[Opening Data extracts section]

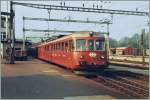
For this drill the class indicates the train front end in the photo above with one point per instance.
(91, 52)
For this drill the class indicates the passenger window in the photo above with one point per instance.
(91, 45)
(62, 46)
(81, 45)
(71, 45)
(100, 45)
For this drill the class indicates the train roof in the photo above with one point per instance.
(76, 35)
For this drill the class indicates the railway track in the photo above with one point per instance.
(130, 84)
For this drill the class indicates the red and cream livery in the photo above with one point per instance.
(84, 50)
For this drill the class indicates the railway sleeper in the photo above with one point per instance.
(117, 85)
(133, 83)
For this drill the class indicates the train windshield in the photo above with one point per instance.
(100, 45)
(81, 45)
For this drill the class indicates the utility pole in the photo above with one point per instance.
(23, 34)
(142, 44)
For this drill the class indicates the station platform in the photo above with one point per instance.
(37, 79)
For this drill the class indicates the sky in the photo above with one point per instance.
(123, 25)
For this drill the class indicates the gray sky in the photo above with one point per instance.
(123, 25)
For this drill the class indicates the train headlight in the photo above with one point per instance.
(81, 57)
(91, 34)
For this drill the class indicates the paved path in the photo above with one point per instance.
(37, 79)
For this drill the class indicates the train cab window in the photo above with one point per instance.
(100, 45)
(81, 45)
(91, 45)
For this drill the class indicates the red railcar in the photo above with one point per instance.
(85, 50)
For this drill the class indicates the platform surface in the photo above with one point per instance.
(37, 79)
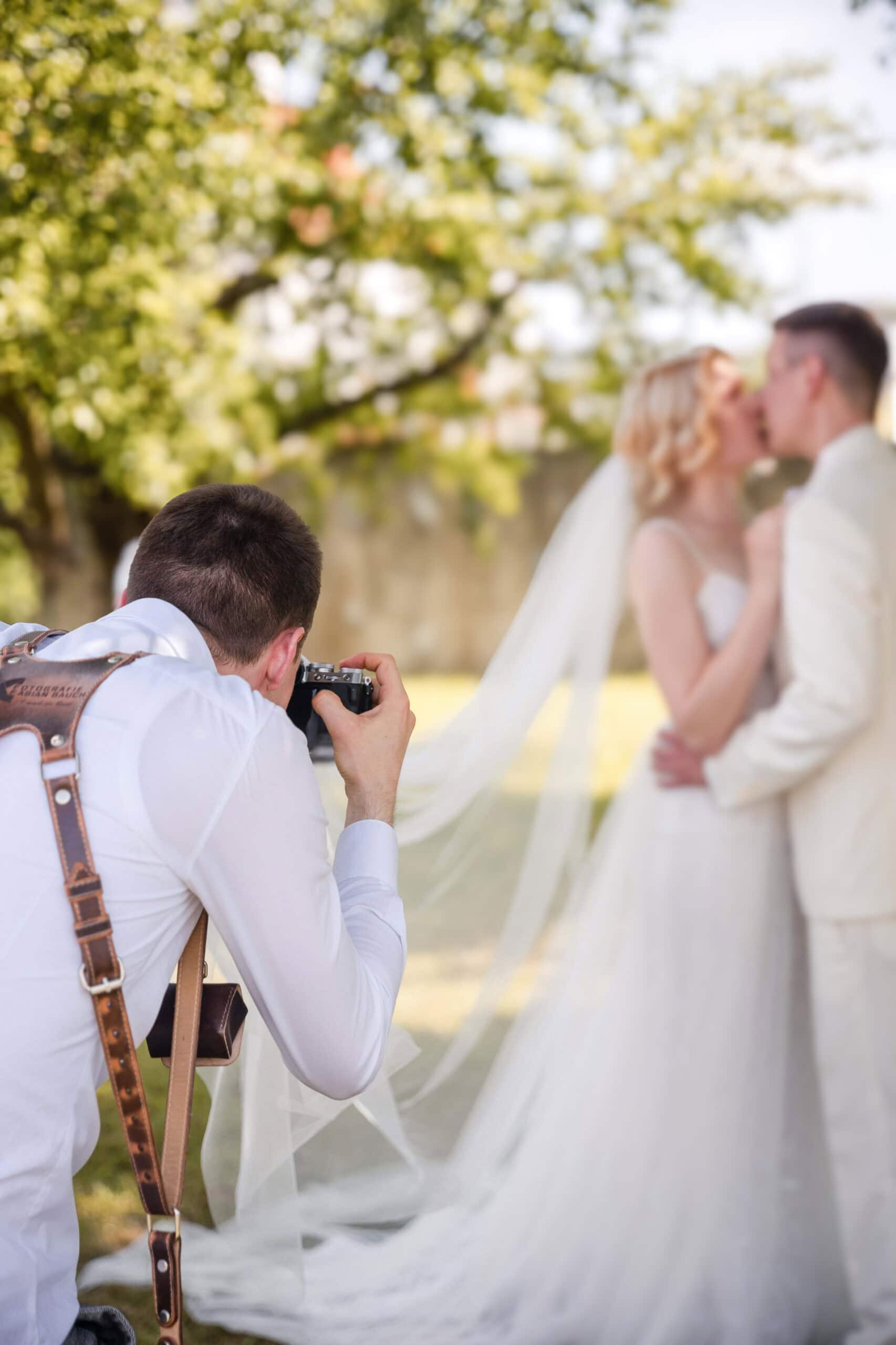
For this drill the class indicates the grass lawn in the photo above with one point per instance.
(434, 1000)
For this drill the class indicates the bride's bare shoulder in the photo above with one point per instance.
(661, 558)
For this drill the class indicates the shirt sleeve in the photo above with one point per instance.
(320, 949)
(832, 623)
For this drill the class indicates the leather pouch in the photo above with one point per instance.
(221, 1019)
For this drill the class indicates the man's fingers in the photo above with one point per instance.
(331, 710)
(384, 666)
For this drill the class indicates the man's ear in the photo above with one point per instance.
(815, 373)
(283, 657)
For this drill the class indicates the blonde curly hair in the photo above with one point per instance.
(665, 428)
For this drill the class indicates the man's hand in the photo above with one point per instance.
(677, 765)
(369, 748)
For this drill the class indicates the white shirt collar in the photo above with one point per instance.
(150, 626)
(851, 441)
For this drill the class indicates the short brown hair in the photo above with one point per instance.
(236, 560)
(849, 340)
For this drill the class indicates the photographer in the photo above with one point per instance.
(195, 790)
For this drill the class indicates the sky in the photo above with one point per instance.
(845, 253)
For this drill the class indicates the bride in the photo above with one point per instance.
(645, 1164)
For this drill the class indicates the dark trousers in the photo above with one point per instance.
(101, 1327)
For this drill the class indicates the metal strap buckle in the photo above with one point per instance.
(106, 985)
(61, 774)
(176, 1218)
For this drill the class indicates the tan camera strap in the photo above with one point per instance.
(47, 698)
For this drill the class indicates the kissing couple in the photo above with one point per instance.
(689, 1134)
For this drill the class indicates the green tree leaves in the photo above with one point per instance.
(241, 237)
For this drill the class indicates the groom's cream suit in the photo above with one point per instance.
(830, 743)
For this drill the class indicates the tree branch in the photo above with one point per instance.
(240, 288)
(45, 489)
(332, 411)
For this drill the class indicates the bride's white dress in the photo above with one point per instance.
(646, 1165)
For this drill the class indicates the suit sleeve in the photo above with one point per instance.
(832, 620)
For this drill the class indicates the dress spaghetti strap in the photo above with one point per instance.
(673, 526)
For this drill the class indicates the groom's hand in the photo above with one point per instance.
(369, 748)
(677, 765)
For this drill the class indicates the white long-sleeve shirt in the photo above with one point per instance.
(194, 790)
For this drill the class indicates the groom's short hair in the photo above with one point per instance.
(236, 560)
(849, 340)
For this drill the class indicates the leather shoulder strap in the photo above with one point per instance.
(47, 697)
(29, 642)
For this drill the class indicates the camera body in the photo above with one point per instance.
(353, 686)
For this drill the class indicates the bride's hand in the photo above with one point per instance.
(765, 542)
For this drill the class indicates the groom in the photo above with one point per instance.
(830, 746)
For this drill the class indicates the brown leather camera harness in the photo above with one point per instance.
(47, 698)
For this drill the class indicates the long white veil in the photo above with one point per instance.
(493, 834)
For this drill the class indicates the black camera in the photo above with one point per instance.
(353, 686)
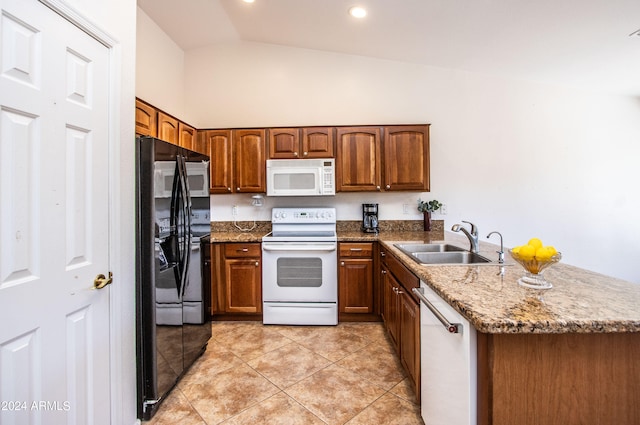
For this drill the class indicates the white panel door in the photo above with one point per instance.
(54, 222)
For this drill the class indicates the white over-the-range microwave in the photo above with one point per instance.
(301, 177)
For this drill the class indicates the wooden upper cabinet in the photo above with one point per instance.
(146, 120)
(284, 143)
(317, 142)
(249, 149)
(303, 143)
(358, 165)
(187, 138)
(406, 154)
(220, 153)
(168, 128)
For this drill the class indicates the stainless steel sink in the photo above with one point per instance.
(427, 247)
(441, 254)
(460, 257)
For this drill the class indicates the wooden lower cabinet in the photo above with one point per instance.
(236, 279)
(355, 278)
(531, 379)
(401, 315)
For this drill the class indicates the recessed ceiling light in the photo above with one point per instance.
(357, 12)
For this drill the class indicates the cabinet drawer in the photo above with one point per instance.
(356, 249)
(403, 274)
(242, 250)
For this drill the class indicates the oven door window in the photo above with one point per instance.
(302, 272)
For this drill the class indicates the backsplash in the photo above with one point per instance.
(341, 226)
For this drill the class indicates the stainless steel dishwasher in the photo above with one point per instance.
(448, 362)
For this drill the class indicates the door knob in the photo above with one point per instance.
(101, 281)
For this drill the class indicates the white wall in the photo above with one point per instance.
(160, 68)
(117, 19)
(523, 158)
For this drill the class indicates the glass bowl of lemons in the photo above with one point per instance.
(535, 258)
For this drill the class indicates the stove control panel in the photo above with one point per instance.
(303, 215)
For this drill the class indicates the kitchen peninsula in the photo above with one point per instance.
(569, 355)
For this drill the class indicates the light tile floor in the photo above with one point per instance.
(290, 375)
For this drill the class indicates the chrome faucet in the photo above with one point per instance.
(473, 236)
(501, 252)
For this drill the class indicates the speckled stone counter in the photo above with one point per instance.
(489, 296)
(491, 299)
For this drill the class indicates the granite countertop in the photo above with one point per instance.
(580, 301)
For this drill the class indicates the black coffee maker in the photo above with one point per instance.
(370, 218)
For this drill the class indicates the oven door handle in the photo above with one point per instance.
(296, 246)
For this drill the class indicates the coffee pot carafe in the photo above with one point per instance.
(370, 218)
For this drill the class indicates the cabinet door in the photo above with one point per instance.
(358, 159)
(187, 136)
(317, 142)
(221, 165)
(410, 338)
(146, 120)
(284, 143)
(249, 148)
(390, 305)
(201, 143)
(243, 285)
(168, 128)
(406, 153)
(355, 283)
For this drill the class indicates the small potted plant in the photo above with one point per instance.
(427, 208)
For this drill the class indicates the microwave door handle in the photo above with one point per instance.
(187, 225)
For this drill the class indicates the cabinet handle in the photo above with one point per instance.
(453, 328)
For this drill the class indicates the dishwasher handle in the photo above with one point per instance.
(453, 328)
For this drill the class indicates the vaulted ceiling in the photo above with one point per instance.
(580, 43)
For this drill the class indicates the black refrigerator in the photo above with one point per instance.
(172, 314)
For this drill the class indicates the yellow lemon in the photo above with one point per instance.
(527, 252)
(535, 242)
(543, 254)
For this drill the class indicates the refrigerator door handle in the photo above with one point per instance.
(186, 224)
(174, 230)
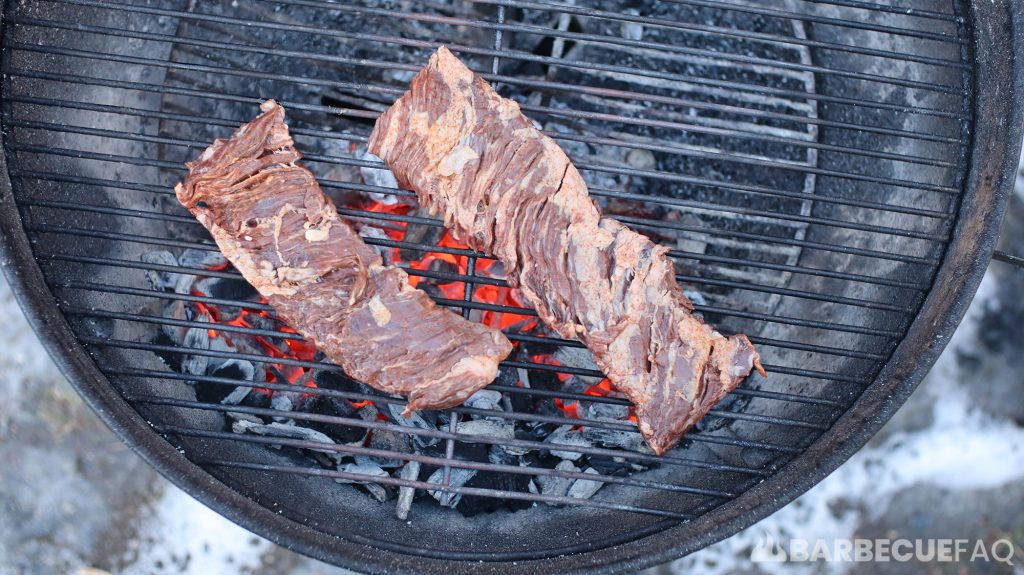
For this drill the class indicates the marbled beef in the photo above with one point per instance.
(508, 190)
(270, 219)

[Closing Data extracts section]

Exercise:
The records above are to be repeated exactly, with every picture removed from the copy.

Written solution:
For this drill the class indicates the train front end in the photo above with one point per instance.
(91, 52)
For this drill the class indicates the passenger window in the photo above with one point per instance.
(91, 45)
(62, 46)
(81, 45)
(71, 45)
(100, 45)
For this drill the class indicates the train roof in the photo above with one point per instance.
(76, 35)
For this drill the class indicates the railway track in the photo above with one point per instance.
(130, 84)
For this drill the class indicates the red and cream livery in the photo above with one point per instance.
(84, 50)
For this drill the class indicates the railway sleeper in the photo above with one point per instance.
(117, 85)
(133, 83)
For this drill the class indicates the train windshield in the photo above with one point per instance.
(100, 45)
(81, 45)
For this drill the class indicates the utility pole in the photo above with one point per instance.
(23, 34)
(142, 44)
For this drill the class indicates the station platform in the photo above with one point per instance.
(37, 79)
For this drill the class indicates the sky in the photo above with one point per instance.
(123, 25)
For this drill the class indicates the gray sky in the photo above with one point per instance.
(123, 25)
For this drill the class indicates the train headlight in the photo above with one point per instance.
(81, 57)
(91, 34)
For this drill the class indicates the paved path in the photo above with one point per instance.
(37, 79)
For this drill the class indicates the train cab window in the photo above with one point per instance.
(100, 45)
(81, 45)
(91, 45)
For this drill the class indicates the red railcar in the photo above with one point per instance.
(85, 50)
For this drill the class indicates the platform surface in the photo above with one point per instance.
(37, 79)
For this drill the class indicates the grass lawn in the photo above with one point per instance.
(434, 1000)
For this drill the class indicates the bride's bare shoulder in the photo above with one point per instance.
(661, 558)
For this drill the class indicates the shirt sleeve in the photo above with one point per instance.
(320, 949)
(832, 623)
For this drill the class indicates the leather pouch in the photo above with one point per instance.
(221, 1019)
For this drill the class indicates the man's fingers in the photo above with one point per instance.
(331, 710)
(384, 666)
For this drill the class indicates the man's ear in the photo above with one point per instance.
(815, 373)
(283, 657)
For this drill the class indicates the blonde curly hair in the photo above with one point per instance.
(665, 428)
For this drill the class indicates the man's hand in the photo above with one point per instance.
(677, 765)
(369, 748)
For this drill the class indicates the white shirt collar in the photo above with one point per instance.
(150, 626)
(851, 441)
For this drill the class indicates the short brown hair in the photo above with one point per instance.
(236, 560)
(849, 340)
For this drill the class indicates the photographer in the photo above with one point per instance.
(195, 790)
For this drill the class indicates the sky in the photo above with one point per instance.
(845, 253)
For this drill the class indicates the bride in the photo above with one point per instance.
(645, 1164)
For this drill the class indicates the dark trousers in the photo above with one point per instance.
(101, 1327)
For this drill the class indicates the metal strap buckle in the photo above with one point per instance.
(106, 985)
(61, 774)
(176, 1218)
For this drill the class indicates the tan camera strap in the photo above with one point per instance.
(47, 698)
For this drill the class indicates the kissing couple in the photo above with one point per instance.
(689, 1134)
For this drill the class indicates the green tree leaves in the photo above with one point per instance.
(241, 237)
For this drill the class indicates the groom's cream suit in the photo above with one point per instance.
(830, 743)
For this drill the class indicates the tree branch in the photo above with one point per instance.
(240, 288)
(45, 489)
(332, 411)
For this drill the class indicates the bride's white dress in the photo above with one point per instance.
(646, 1165)
For this drill the class indicates the suit sleeve in the photo above with one point per instance.
(832, 620)
For this drill the class indicates the dress spaghetti strap in the photo above with one point per instance.
(673, 526)
For this drill the class indicates the groom's hand in the photo above with one point per instance.
(369, 748)
(677, 765)
For this drill the class indicates the white long-sleeve shirt in the photo above with one point per instance.
(194, 790)
For this drill the class indicates the groom's short hair in the photo above with one point per instance.
(236, 560)
(849, 340)
For this drill the class indicates the leather shoulder strap in the photo above with one point per instance.
(47, 697)
(29, 642)
For this drill the class indicates the camera body in the photo above with one point per instance.
(353, 686)
For this drill the class indicates the bride's hand in the photo above with one point per instance.
(765, 542)
For this drill the class indicates the groom in the photo above with one point per instance.
(830, 746)
For this drill the class indicates the brown leather camera harness in the photo above with one point per instance.
(47, 698)
For this drill the class indicates the long white veil in the photo above with one point per instance.
(493, 834)
For this drill the class indicates the black camera in the photo above with one point per instance.
(353, 686)
For this drill the class indicates the white panel door in the photo above with one point per instance.
(54, 222)
For this drill the class indicates the white over-the-range microwave in the photo above with one point per instance.
(301, 177)
For this drill the class indicates the wooden upper cabinet in the photo above with one point per instance.
(146, 120)
(284, 143)
(317, 142)
(249, 149)
(303, 143)
(358, 165)
(187, 138)
(406, 154)
(220, 153)
(168, 128)
For this drill the class indicates the stainless steel sink in the photo above with one point per instance.
(427, 247)
(441, 254)
(460, 257)
For this drill the class indicates the wooden lower cabinet in the photo above with one point per instance.
(236, 279)
(355, 278)
(531, 379)
(401, 315)
For this drill the class indicates the recessed ceiling light in the photo above with one point per instance.
(357, 12)
For this drill the class indicates the cabinet drawer in the photo above with one point per instance.
(356, 249)
(403, 274)
(242, 250)
For this drill the class indicates the oven door window in the photo above with one point per instance.
(302, 272)
For this drill the class indicates the backsplash in the photo above with one point per instance.
(341, 226)
For this drill the class indicates the stainless steel dishwasher in the photo above with one point per instance.
(448, 362)
For this drill the class indicates the door knob in the photo above with one point per instance.
(101, 281)
For this drill the class indicates the white wall in the photo above with one point per instance.
(160, 68)
(117, 19)
(523, 158)
For this drill the class indicates the glass bowl of lemons in the photo above with one point per instance.
(535, 258)
For this drill the class indicates the stove control panel in the photo above with one point per instance.
(303, 215)
For this drill the class indicates the kitchen peninsula in the photo above with one point per instance.
(569, 355)
For this drill the class indicates the light tile floor in the photo above with one point per instance.
(290, 375)
For this drill the class indicates the chrome faucet in the photo above with one point per instance.
(473, 236)
(501, 252)
For this drill the class indicates the speckled stone counter in the photo above with one point per instance.
(489, 296)
(491, 299)
For this drill the class indicates the granite countertop in the photo above with one point per instance.
(580, 301)
For this drill the class indicates the black coffee maker in the photo above with one point per instance.
(370, 218)
For this drill the class indicates the oven door handle in the photo above with one point per instance.
(296, 246)
For this drill the class indicates the coffee pot carafe in the photo above with one point per instance.
(370, 218)
For this drill the class indicates the cabinet door in the photo above with one point per instance.
(358, 159)
(187, 136)
(317, 142)
(221, 165)
(410, 338)
(146, 120)
(284, 143)
(249, 148)
(390, 305)
(201, 143)
(243, 285)
(168, 128)
(406, 153)
(355, 283)
For this drill the class indicates the small potted plant in the photo above with one point per instance.
(427, 208)
For this drill the class indicates the microwave door handle in the photo above with one point per instance.
(187, 225)
For this drill the class indicates the cabinet handle in the photo above with one point per instance.
(453, 328)
For this drill the class indicates the dishwasher handle in the photo above with one point per instance.
(453, 328)
For this drill the class indicates the vaulted ceiling in the photo above with one point per instance.
(580, 43)
For this drill the class indicates the black refrigerator in the photo above with one point per instance.
(172, 314)
For this drill the class indicates the yellow lemon in the photo above with one point per instance.
(527, 252)
(535, 242)
(543, 254)
For this drill the class indicates the refrigerator door handle in the photo above with one point per instance.
(186, 224)
(174, 230)
For this drill the class indicates the marbled beef in the photo above with one point per instance.
(508, 190)
(270, 219)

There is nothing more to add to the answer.